- Problem description:
Please show every line of the rows below that contains the word "charred", treating uppercase and lowercase as different.

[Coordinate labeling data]

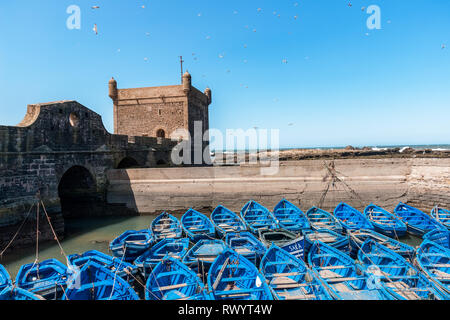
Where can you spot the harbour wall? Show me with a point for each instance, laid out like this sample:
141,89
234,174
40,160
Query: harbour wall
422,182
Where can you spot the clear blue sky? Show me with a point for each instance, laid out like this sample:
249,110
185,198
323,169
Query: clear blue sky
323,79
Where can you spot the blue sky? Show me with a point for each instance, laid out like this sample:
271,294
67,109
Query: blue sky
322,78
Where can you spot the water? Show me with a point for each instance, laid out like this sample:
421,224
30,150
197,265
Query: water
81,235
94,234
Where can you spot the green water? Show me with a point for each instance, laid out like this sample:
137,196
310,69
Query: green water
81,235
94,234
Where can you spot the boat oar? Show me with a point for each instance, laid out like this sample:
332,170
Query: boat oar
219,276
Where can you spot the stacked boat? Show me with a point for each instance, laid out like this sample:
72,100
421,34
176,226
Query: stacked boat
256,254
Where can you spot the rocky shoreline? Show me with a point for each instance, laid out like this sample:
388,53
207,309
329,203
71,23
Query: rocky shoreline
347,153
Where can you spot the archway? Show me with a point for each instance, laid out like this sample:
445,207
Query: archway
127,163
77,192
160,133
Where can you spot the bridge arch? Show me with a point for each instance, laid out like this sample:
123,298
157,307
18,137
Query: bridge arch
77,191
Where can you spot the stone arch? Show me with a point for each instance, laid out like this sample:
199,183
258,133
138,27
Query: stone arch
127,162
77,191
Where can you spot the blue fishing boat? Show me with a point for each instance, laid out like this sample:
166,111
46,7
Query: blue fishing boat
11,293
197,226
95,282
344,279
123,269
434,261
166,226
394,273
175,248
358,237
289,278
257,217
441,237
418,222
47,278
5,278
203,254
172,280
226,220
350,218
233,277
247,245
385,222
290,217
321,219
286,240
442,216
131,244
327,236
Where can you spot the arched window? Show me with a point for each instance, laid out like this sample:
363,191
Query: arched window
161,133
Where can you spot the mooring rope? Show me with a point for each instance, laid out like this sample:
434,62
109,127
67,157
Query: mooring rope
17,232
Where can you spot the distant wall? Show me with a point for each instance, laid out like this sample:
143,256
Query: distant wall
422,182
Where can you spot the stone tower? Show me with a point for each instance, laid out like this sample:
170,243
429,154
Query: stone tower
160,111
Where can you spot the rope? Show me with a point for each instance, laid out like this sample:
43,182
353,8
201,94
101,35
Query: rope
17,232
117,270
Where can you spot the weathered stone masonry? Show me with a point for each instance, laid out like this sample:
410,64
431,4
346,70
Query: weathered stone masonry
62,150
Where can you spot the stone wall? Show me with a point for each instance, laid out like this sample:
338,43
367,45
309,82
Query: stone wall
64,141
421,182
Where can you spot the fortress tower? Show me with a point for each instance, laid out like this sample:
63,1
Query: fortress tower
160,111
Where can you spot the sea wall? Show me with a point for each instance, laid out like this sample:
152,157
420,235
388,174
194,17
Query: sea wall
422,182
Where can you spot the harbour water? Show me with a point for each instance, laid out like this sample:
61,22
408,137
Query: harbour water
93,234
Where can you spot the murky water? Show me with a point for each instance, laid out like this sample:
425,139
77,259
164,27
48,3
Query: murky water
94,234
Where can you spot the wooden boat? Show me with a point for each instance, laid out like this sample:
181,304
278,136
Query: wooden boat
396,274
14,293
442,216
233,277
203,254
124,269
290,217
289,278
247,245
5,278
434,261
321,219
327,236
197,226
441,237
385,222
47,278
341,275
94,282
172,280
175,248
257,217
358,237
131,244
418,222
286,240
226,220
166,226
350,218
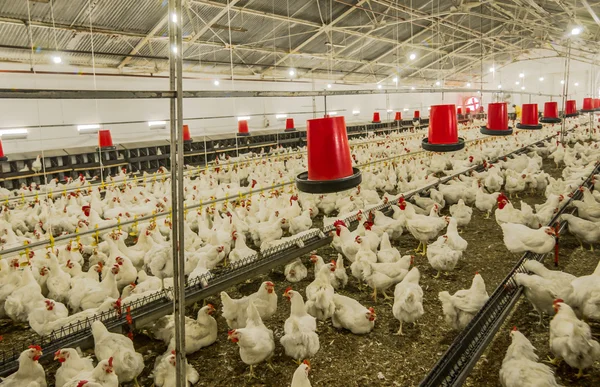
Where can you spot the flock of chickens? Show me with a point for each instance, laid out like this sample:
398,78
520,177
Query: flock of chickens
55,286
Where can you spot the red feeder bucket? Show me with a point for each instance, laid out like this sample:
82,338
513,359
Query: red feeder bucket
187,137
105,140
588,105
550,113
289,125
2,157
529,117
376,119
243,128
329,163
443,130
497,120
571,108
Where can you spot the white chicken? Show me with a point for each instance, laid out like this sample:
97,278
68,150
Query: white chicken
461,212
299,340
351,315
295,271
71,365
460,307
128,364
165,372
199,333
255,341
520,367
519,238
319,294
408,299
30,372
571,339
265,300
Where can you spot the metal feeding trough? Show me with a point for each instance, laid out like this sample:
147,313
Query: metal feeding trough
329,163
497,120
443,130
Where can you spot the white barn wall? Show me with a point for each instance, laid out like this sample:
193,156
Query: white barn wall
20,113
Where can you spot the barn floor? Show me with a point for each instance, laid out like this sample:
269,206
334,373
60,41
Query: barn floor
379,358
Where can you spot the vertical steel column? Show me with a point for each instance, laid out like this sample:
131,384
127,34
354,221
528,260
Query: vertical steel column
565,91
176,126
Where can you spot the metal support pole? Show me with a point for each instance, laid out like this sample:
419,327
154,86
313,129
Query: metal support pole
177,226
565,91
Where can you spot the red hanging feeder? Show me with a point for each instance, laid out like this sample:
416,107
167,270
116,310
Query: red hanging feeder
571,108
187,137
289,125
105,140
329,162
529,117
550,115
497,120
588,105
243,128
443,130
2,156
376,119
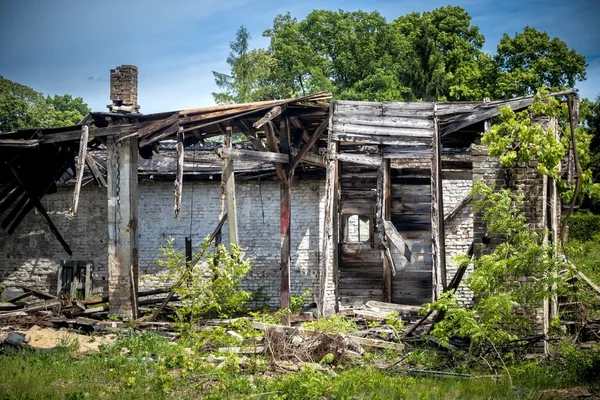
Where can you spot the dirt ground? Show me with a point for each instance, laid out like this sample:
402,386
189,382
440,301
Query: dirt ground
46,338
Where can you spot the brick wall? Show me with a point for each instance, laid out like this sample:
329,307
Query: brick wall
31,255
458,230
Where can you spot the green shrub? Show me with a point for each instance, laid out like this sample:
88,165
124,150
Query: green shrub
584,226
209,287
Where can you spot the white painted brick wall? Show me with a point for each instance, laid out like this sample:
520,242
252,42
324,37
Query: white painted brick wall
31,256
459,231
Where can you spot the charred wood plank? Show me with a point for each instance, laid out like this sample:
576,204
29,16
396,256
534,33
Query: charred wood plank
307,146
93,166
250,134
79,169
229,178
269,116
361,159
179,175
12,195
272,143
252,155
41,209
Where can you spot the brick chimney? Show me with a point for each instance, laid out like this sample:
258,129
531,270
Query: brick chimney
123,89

--

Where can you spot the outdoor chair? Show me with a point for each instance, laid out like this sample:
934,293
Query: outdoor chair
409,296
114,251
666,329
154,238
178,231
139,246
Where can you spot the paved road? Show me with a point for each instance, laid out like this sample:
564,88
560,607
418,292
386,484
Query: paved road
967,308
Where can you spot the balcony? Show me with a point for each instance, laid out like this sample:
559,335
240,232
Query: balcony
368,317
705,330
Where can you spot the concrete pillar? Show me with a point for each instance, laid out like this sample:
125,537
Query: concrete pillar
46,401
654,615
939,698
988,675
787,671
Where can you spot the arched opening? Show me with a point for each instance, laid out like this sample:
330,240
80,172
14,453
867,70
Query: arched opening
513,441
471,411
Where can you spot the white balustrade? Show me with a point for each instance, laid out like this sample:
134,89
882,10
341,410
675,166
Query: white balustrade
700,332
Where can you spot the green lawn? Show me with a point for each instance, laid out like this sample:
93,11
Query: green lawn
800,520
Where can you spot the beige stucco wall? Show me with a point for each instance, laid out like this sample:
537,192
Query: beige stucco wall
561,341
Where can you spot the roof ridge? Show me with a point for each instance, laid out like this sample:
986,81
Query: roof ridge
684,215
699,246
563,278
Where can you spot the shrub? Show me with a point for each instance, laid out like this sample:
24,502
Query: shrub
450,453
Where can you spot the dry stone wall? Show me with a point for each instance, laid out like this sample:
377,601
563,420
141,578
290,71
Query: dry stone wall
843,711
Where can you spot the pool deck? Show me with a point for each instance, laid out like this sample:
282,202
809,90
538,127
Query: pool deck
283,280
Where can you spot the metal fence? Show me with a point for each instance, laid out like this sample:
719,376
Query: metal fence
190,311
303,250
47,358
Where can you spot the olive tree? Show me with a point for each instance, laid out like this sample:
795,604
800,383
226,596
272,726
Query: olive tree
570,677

- Exercise response:
Where can you spot the charred wood plank? Show me with a point for each instance, laid out like this sample:
Query: charred wood plank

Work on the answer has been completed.